__TEXTO DADO__.
A tia Nena tinha sentido de humor mas ria-se sempre com doçura e contenção. Apreciava especialmente as piadas do seu mano João. Era também teimosa, obstinada e, por vezes, resmungona. Numa das tardes em que passajava uma meia preta de homem, a tia Nena ia resmungando que não cortavam as unhas dos pés, que por isso tinha tanto trabalho. O tio João olhou de relance e constatou que ela passajava a zona posterior da meia. Disse-lhe, então: Pois, mana, eu, de facto, não costumo cortar as unhas dos calcanhares!
 
Não me parecendo muito sociável, não se furtava ao contacto com as elites “aristocratas” de Alpedrinha, meio onde era muito respeitada. Notava-se, no entanto, não raras vezes, uma certa distância que ela impunha a alguns. É que a tia Nena detestava futilidades. Entre os mais humildes, era venerada.
 
No Natal, oferecia meias (ou pijamas) a todos, porque também detestava desperdícios e esbanjamentos. Para ela, os presentes tinham de ser úteis. A uma dada altura decidiu que os guardanapos de papel deveriam, caso não ficassem impróprios de sujos, passar de umas refeições para as outras. Para tal, institui a regra de lhes escrever os nomes de quem os usava, para os poder guardar para a próxima vez. Conseguiu convencer toda a gente a respeitar esta medida.


Nos anos sucessivos ao 25 de Abril, havia longas e acaloradas discussões políticas entre os irmãos, na casa de Alpedrinha. A tia Nena raramente se envolvia mas, das poucas vezes que se manifestava, deixava transparecer uma posição política bastante conservadora. Certo dia, a conversa resvalou para as dificuldades económicas que o país atravessava. A tia Nena, grande opositora da ostentação e do luxo, opinou que, por ela, cada pessoa só precisaria de ter duas peças de roupa de cada tipo. Duas calças, duas blusas, etc. Uma peça em uso e outra em processo de lavagem. Um dos sobrinhos mais velhos, não me lembro exatamente qual, respondeu-lhe jocosamente que, afinal, a tia Nena era uma perigosa maoista. Ela não levou a mal, retorquindo apenas um sorriso condescendente.

__MATERIAL__.
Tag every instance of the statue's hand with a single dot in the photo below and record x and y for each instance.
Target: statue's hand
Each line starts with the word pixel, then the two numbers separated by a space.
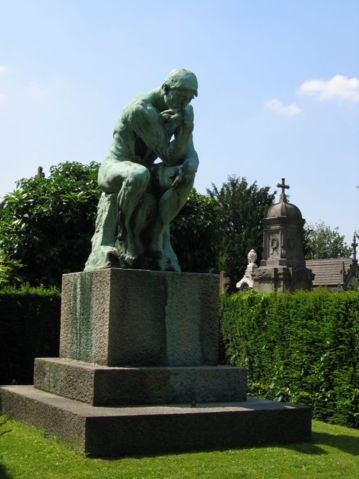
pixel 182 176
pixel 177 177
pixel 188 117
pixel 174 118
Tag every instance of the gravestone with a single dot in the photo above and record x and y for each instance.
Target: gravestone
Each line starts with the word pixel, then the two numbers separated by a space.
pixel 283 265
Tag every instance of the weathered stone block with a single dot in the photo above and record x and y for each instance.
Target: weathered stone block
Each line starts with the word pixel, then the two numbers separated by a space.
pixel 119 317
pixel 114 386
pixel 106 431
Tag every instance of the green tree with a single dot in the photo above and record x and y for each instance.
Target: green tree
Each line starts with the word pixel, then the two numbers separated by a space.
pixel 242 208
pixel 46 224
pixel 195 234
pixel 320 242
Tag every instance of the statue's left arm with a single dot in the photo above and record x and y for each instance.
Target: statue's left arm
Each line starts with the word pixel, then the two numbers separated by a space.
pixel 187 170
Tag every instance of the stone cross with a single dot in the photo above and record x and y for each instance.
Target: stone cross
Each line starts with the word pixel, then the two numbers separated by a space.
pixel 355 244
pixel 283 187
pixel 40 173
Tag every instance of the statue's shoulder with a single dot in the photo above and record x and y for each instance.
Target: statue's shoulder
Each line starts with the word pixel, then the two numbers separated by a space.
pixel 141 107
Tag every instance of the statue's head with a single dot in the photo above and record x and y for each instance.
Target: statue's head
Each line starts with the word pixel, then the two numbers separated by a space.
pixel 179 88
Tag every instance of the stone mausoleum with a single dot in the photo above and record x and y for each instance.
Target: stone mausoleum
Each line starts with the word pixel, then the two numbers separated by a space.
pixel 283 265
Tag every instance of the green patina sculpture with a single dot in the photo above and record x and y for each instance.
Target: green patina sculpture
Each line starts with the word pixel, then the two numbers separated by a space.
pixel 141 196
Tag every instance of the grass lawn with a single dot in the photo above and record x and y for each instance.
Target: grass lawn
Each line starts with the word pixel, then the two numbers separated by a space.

__OBJETIVO 1__. Segundo o texto sobre a tia Nena, que coisas ela detestava? Indique todas as que aparecem com o verbo "detestava".
__OBJETIVO 2__. Duplique, nos registos, tudo desde a linha que contém "Tag every instance of the gravestone" até à linha que contém "pixel 106 431", incluindo ambas.

__RESPOSTA 1__. Futilidades, desperdícios e esbanjamentos.

__RESPOSTA 2__.
Tag every instance of the gravestone with a single dot in the photo above and record x and y for each instance.
Target: gravestone
Each line starts with the word pixel, then the two numbers separated by a space.
pixel 283 265
Tag every instance of the weathered stone block with a single dot in the photo above and record x and y for each instance.
Target: weathered stone block
Each line starts with the word pixel, then the two numbers separated by a space.
pixel 119 317
pixel 114 386
pixel 106 431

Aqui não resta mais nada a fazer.